*WHAT THIS TASK INVOLVES:* Reproduce verbatim the passage of the excerpt on inherited traits starting at "In fictionland, however, this" and ending at "children, and so on.".

*EXCERPT PROVIDED:*
▼
Rainbow Dash: It's a family trait. My dad had a rainbow mane, and my grandma, and great-grandmother. Every firstborn of my whole family has them.
Twilight Sparkle: Just the firstborn? Uh Dash, that's... not normal.

Inheritance is complicated. In real life, which traits are inherited from a parent is determined partly by genetics and partly by a lot of other factors that influence how those genes are expressed. Some traits are recessive and only show up rarely, some are dominant and show up more often than not. It's a great big mess that would make Gregor Mendel tear his hair out.

In fictionland, however, this complicated and to-a-degree random system can be simplified. Here, it can happen that some specific and important trait only passes to one specific child in each generation. Maybe it's the firstborn who gets the honors (which in real life is known as Primogeniture), maybe it's only the firstborn boy, or girl, or only one in a set of twins, or any other way that the magic decides to be picky about it. Whatever the requirements are, this particular hereditary trait will only be passed to a single person, who again will pass it to a single one of their children, and so on.

What is passed along varies depending on the story. It might be superpowers or other special blessings, but it is just as often some kind of nasty Hereditary Curse. As a middle ground between them, the trait inherited might be just a particularly unusual but otherwise benign family trait, like hair or eye colour, or a fancy birthmark.
▲
(Dataset entries)
▼
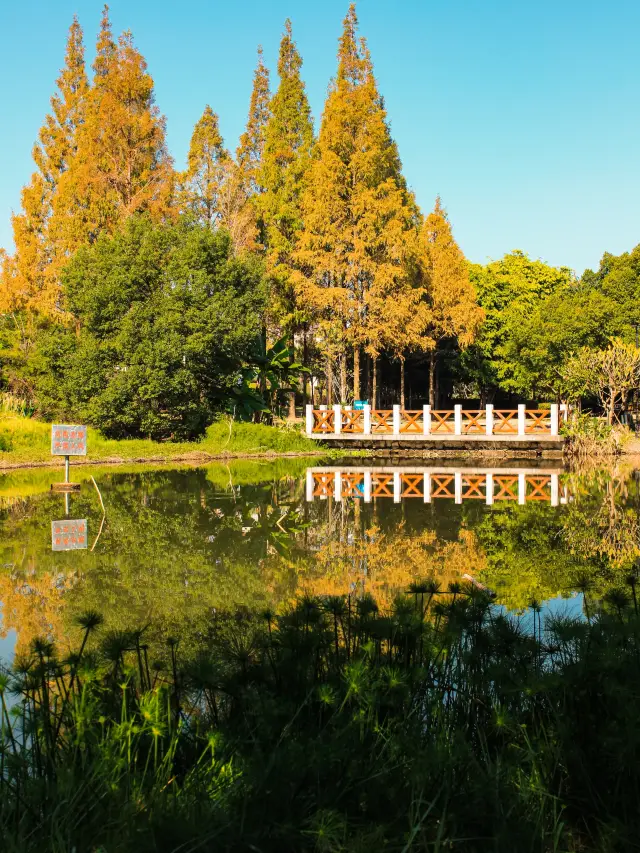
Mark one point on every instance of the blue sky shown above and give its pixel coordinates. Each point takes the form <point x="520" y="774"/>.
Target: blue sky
<point x="522" y="114"/>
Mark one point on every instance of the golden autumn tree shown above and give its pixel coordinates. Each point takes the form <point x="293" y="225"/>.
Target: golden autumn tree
<point x="358" y="254"/>
<point x="454" y="310"/>
<point x="288" y="141"/>
<point x="121" y="166"/>
<point x="207" y="161"/>
<point x="29" y="279"/>
<point x="251" y="146"/>
<point x="212" y="188"/>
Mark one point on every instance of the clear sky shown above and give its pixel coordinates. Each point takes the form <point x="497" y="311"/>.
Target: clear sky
<point x="522" y="114"/>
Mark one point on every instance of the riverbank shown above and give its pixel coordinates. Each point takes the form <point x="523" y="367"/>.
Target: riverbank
<point x="26" y="443"/>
▲
*WRITTEN ANSWER:*
In fictionland, however, this complicated and to-a-degree random system can be simplified. Here, it can happen that some specific and important trait only passes to one specific child in each generation. Maybe it's the firstborn who gets the honors (which in real life is known as Primogeniture), maybe it's only the firstborn boy, or girl, or only one in a set of twins, or any other way that the magic decides to be picky about it. Whatever the requirements are, this particular hereditary trait will only be passed to a single person, who again will pass it to a single one of their children, and so on.